◆ **What to produce**
Please report each line in the items below that contains the word "beach". Case counts.

◆ **Stored rows**
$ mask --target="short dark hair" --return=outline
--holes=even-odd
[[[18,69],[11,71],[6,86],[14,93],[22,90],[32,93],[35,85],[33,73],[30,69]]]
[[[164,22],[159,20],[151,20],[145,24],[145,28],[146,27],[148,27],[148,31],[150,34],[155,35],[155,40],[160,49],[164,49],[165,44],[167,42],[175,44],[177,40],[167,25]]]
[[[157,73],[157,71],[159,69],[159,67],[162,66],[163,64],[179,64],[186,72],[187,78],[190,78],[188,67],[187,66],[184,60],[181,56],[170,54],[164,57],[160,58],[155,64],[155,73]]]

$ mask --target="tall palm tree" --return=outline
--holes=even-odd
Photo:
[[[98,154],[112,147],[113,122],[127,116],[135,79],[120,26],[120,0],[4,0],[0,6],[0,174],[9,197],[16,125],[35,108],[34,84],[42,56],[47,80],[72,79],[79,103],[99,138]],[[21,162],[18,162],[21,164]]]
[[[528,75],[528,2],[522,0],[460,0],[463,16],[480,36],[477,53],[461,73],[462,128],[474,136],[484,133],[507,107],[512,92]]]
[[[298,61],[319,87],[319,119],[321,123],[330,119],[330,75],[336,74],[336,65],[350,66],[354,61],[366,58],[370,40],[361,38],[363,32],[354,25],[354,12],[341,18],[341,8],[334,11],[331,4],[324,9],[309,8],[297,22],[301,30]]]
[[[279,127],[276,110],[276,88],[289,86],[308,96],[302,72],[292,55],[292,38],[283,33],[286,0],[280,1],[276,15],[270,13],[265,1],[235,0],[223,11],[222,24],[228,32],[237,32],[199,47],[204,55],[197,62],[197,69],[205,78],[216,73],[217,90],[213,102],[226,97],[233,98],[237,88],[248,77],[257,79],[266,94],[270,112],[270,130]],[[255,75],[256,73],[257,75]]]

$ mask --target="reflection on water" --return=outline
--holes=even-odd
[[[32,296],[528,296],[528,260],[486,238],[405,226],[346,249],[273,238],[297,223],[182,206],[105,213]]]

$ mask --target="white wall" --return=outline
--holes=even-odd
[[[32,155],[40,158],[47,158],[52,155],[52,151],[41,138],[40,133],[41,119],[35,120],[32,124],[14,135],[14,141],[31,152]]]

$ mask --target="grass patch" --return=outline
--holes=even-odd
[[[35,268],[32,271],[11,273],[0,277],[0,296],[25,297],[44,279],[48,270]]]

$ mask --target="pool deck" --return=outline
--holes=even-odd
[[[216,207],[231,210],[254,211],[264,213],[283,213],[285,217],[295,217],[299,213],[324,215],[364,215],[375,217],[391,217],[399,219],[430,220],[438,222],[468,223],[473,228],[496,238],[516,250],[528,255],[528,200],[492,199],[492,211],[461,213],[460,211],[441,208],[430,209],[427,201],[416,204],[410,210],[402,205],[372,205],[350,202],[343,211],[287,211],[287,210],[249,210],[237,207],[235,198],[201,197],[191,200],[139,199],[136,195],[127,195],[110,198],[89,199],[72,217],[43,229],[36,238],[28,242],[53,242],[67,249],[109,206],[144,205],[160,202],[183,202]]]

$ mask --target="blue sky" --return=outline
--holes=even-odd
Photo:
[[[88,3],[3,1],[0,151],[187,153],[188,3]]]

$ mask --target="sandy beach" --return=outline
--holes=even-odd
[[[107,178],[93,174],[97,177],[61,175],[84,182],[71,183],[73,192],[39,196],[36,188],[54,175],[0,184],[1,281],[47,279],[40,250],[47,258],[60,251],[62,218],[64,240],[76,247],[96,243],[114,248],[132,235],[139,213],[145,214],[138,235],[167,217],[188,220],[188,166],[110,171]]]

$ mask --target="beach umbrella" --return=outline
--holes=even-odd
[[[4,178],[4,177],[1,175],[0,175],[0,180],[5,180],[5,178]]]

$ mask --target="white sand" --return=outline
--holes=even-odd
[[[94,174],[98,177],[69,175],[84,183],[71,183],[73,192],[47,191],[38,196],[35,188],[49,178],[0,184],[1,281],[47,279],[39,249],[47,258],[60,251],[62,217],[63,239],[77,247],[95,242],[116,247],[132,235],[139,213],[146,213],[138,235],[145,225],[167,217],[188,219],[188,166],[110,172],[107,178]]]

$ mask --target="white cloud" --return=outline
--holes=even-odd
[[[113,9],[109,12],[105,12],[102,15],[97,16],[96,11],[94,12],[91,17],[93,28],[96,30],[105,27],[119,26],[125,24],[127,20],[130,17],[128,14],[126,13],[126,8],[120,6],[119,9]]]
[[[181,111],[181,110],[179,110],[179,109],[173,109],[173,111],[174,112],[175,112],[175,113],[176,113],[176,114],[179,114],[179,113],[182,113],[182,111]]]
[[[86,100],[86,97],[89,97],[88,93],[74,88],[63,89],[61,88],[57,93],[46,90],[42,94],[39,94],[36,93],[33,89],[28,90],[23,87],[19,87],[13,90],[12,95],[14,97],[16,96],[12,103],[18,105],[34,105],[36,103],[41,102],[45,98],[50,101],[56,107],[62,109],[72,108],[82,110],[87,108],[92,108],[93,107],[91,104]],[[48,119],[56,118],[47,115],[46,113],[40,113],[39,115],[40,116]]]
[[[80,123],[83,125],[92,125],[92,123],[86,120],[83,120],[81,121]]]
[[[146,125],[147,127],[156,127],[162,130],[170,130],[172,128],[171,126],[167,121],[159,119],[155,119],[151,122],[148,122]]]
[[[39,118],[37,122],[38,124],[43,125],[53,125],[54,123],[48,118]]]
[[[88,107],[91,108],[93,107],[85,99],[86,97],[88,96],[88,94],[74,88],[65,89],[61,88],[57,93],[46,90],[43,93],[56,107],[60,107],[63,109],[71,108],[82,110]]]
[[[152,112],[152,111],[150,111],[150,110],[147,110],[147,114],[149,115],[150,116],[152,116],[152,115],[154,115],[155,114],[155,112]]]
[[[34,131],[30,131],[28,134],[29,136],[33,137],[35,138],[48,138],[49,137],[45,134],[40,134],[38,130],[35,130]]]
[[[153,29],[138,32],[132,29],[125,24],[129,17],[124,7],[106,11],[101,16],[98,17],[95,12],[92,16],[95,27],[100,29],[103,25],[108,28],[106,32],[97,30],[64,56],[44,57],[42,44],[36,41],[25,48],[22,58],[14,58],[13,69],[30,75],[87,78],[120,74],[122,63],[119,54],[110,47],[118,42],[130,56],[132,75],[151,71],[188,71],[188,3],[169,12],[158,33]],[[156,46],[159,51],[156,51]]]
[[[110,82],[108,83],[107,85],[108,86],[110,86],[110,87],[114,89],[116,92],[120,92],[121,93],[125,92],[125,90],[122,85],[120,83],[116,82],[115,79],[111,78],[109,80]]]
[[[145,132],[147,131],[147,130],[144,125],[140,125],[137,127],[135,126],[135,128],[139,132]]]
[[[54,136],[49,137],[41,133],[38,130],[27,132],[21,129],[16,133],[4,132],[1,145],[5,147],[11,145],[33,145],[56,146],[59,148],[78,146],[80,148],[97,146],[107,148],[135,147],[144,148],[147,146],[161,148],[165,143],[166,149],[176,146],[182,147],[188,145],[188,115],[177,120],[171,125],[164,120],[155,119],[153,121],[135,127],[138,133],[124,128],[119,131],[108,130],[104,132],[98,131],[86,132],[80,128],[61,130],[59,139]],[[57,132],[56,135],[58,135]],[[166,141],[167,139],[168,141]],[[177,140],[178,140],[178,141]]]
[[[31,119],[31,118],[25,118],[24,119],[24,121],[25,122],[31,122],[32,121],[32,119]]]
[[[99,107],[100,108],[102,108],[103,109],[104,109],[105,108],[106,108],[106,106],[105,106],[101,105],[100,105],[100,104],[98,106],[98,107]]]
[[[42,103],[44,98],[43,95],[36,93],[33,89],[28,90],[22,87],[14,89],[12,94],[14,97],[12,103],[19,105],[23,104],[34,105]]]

◆ **Response to this task**
$ mask --target="sandy beach" --return=outline
$ mask --target="beach umbrella" --return=outline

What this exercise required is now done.